## [Given data]
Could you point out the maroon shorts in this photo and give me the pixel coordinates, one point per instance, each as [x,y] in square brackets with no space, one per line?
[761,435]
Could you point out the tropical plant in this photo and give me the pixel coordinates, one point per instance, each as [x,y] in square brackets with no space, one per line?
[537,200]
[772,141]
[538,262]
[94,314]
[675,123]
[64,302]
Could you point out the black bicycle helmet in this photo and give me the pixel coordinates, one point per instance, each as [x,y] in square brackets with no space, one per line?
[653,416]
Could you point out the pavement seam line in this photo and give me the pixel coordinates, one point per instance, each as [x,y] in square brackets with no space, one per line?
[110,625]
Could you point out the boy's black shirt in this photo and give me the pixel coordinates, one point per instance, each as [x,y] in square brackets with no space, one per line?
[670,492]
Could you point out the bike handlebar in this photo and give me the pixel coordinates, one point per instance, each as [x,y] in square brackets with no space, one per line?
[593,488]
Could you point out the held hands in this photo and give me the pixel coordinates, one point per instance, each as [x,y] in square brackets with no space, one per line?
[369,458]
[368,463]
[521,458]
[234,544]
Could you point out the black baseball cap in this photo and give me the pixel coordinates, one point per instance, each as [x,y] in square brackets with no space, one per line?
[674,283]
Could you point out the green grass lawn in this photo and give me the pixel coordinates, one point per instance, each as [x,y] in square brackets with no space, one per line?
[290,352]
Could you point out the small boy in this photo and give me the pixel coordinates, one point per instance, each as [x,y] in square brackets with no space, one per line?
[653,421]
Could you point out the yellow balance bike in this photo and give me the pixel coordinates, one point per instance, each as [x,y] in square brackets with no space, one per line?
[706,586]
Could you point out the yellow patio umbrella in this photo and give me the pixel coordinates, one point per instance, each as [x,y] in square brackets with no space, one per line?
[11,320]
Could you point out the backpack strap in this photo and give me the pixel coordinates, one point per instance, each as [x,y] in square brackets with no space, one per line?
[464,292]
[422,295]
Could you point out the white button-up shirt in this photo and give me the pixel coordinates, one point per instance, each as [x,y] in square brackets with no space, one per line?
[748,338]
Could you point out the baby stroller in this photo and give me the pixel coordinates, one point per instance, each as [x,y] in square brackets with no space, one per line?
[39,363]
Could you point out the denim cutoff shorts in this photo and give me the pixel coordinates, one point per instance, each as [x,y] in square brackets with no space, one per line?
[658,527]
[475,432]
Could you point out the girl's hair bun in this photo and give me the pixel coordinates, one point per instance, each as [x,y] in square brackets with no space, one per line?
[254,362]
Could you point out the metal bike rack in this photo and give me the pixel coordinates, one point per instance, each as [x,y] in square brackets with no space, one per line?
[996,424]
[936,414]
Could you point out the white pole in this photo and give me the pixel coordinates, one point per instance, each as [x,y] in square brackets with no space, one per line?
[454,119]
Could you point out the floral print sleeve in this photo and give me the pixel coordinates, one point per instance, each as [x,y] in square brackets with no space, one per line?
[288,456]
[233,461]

## [What to do]
A verbatim copy of the listing is to be returned in full.

## [Response box]
Could you point out the maroon shorts in this photo and give me the pixel coordinates, one point per instance, each as [x,y] in square brackets with no space, one per line?
[761,435]
Could you point out the tropical plant in this photo and give me the pixel coordinates, one point per instance, each as [x,y] in square brackets with no space, one per line?
[537,200]
[772,141]
[538,262]
[94,314]
[675,123]
[64,302]
Could you point out the black bicycle helmet in this photo and give me the pixel coordinates, one point per instance, each as [x,y] in square brackets with no space, one per line?
[653,416]
Could you point out the pavement seam line in this photo and give me the pixel coordinates, one point per instance, each as [x,y] in square brackets with no space, one per line?
[110,625]
Could you point out the boy's black shirt in this photo and give me the pixel coordinates, one point per instance, each as [x,y] in square brackets with no space, one per line?
[670,492]
Could you point out the bike handlebar in this photo and give me the pixel coordinates, one point per instance, each as [x,y] in square brackets with no space, one per line?
[593,488]
Could you point out the held hands in this photo and give me the pixel coordinates, one point per instance, each as [x,y] in square brackets with no space, one per line?
[369,458]
[368,463]
[521,458]
[234,544]
Could you point out the black baseball cap in this photo and give me the pixel coordinates, one point per instance, each as [x,y] in square brackets with no space, one per line?
[674,283]
Could you point out the green grass lawn in this photo and give me the pixel coordinates, one point per instance, each as [x,y] in square brackets with no space, one per line?
[290,352]
Could you point out the small boy in this photo and give me the pixel coordinates, one point per instance, each as [x,y] in square brackets with no space, one per line?
[653,421]
Could you point out the yellow balance bike in this photo and give me the pixel coordinates, one point per instance, each as [x,y] in square brackets with no space, one per line?
[706,586]
Could you point out the yellow patio umbrella in this photo and give me the pixel coordinates, one point per instance, each as [x,y] in square brackets with no space, one per line?
[11,320]
Could you point out the backpack strap in this photo and give me the pixel coordinates, one point per instance, each as [x,y] in square brackets with no space, one per line?
[464,292]
[422,295]
Could you point out the white button-up shirt in this photo and give me the pixel coordinates, one point per instance, each as [x,y] in square brackets with no space, one per line?
[748,338]
Could you point out the baby stroller in this photo and give me the pixel coordinates, one point per instance, each as [x,y] in square brackets with no space, one per line?
[39,363]
Could you point out the denim cutoff shorts in this photo and give me the pixel coordinates, one point per instance, each as [x,y] in square brackets with no space, one per line?
[658,527]
[475,432]
Could you point out the girl's hair bun in this photo and give me the pixel coordinates, one point per instance, each as [x,y] in square brackets with no space, one per line?
[254,362]
Could you point out the metal bike rack in this photo and give me the pixel coordinates, one point per instance, each as [x,y] in square brackets with no space, one per line?
[996,424]
[936,414]
Could you point out the white pole in this photo and give me the pixel coordinates, one point per instance, each as [x,y] in square brackets with no space, one per line?
[454,119]
Could you point out the floral print sleeve in this photo and give me the pixel coordinates, one point per instance, each as [x,y] in square brackets with no space, one per line?
[288,456]
[233,461]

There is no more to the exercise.